Mudahnya Kata–kata Kasar Meluncur dari Bibir Calon Pemimpin

Tetapi bagaimanapun kejahatan pada akhirnya akan lenyap dengan cara yang lain. Suatu saat nanti.

Rabu, 10 April 2019 | 21:28 WIB
0
403
Mudahnya  Kata–kata Kasar Meluncur dari Bibir Calon Pemimpin
Ilustrasi (Foto: Inovasee)

Sering terucap kata-kata kasar lahir dari calon pemimpin bangsa, dengan ringannya mengucap kata “bajingan" dalam perhelatan kampanye.

Saya sih tidak menilai pantas tidaknya, hanya menyayangkan kenapa calon pemimpin tidak mampu mengontrol emosinya.

Saya  merasa betapa beratnya bangsa ini tahun-tahun belakangan ini menanggung beban  keterbelahan. Salah satu penyebabnya adalah media sosial/media online/internet. Yang membuat masyarakat terbebani dengan aneka ujaran kebencian dan hoaks yang beredar masif membuat yang benar menjadi salah dan yang salah akhirnya mendapat pembenaran.

Sebegitu cepat berita datang tanpa melalui keputusan pantas tidaknya  masuk dalam ranah publik hingga kata- kata kasar dengan cepat masuk ke memori manusia yang sudah tertawan oleh media digital.

Apapun beritanya baik dari audio, visual, komentar- komentar sarkas, menerjang ruang sosial kita, masuk dalam otak menyusup ke alam bawah sadar dan tersanderalah  manusia oleh umpatan- umpatan yang membandang.

Pemimpin sekarang lebih banyak berteriak, berorasi, berbicara berapi – api tetapi lupa dan sering meninggalkan doa dan kontemplasi.

Berdoapun tujuannya politis, supaya dilihat betapa religiusnya dia. Hampir mirip perilaku Orang  Yahudi yaitu kaum farisi yang sering berdoa di tikungan jalan di tempat umum untuk menunjukkan betapa religiusnya dia. Kemunafikan telah menjalar dan hampir membungkam kemurnian hati nurani.

Padahal doa yang tulus dan baik  itu ketika manusia merunduk dalam sunyi. Atau saat bekerja tulus demi kesejahteraan keluarga  dan sesama. Doa itu dialog jiwa dengan  Sang Maha Pencipta.

Jika manusia tersandera hasrat diri untuk dipuja dan mendapat puji atas keahliannya menghapal ayat dan fasih membaca dihadapan khalayak maka doa menjadi hanya semacam kamuflase,  semacam pelarian dari hasrat untuk menguasai yang  jauh lebih besar.

Data Mentah:
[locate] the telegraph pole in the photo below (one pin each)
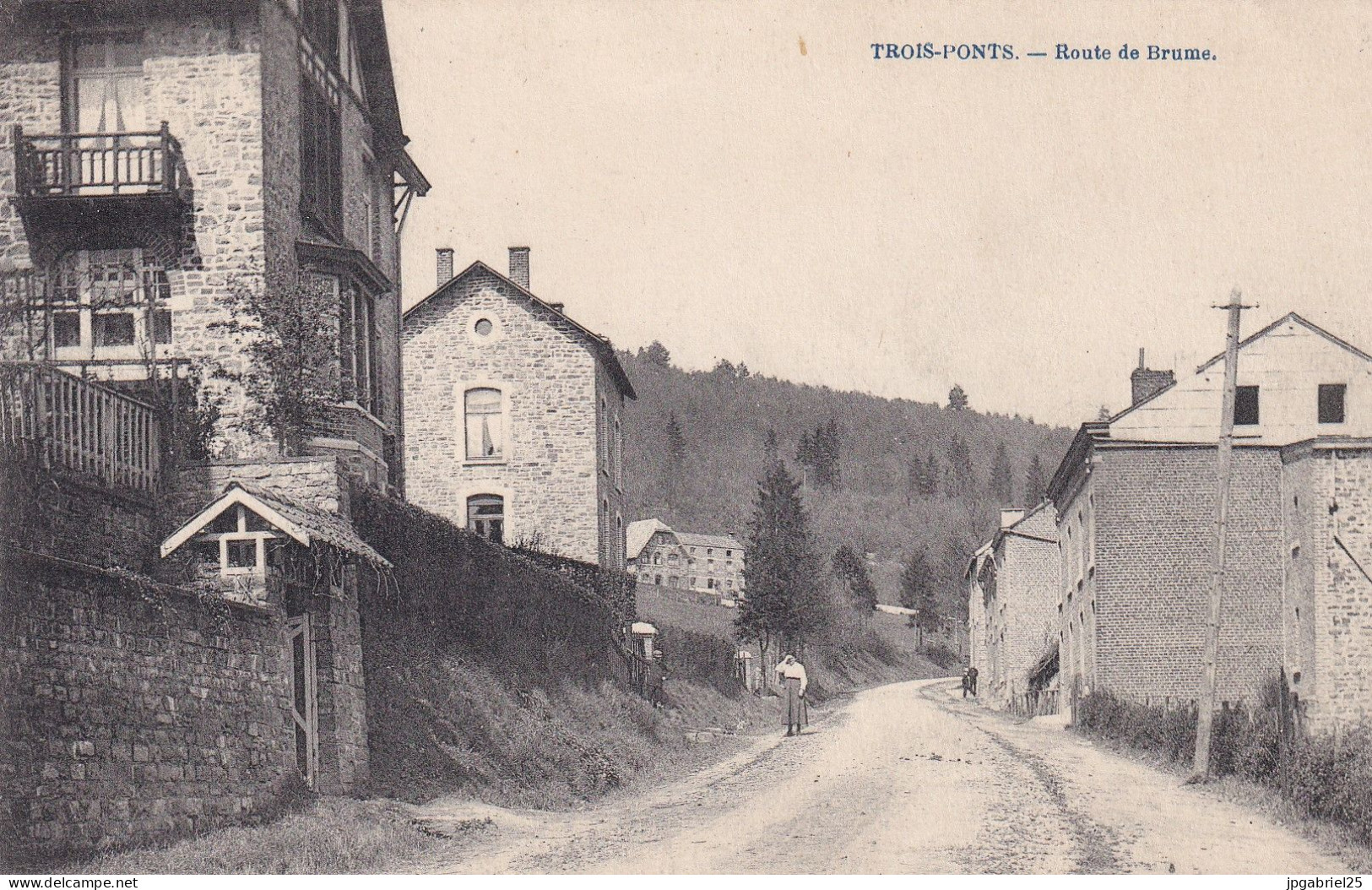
(1205, 712)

Tugas yang Dikerjakan:
- A) Kembalikan bagian teks sumber tanpa perubahan, dimulai dari "Sering terucap kata-kata" dan diakhiri dengan "mampu mengontrol emosinya.".
- B) Menurut teks sumber, apa salah satu penyebab keterbelahan bangsa dalam tahun-tahun belakangan ini?
Kerjakan hanya berdasarkan teks sumber.

Jawaban Lengkap:
- A)
Sering terucap kata-kata kasar lahir dari calon pemimpin bangsa, dengan ringannya mengucap kata “bajingan" dalam perhelatan kampanye.

Saya sih tidak menilai pantas tidaknya, hanya menyayangkan kenapa calon pemimpin tidak mampu mengontrol emosinya.

- B) Media sosial/media online/internet.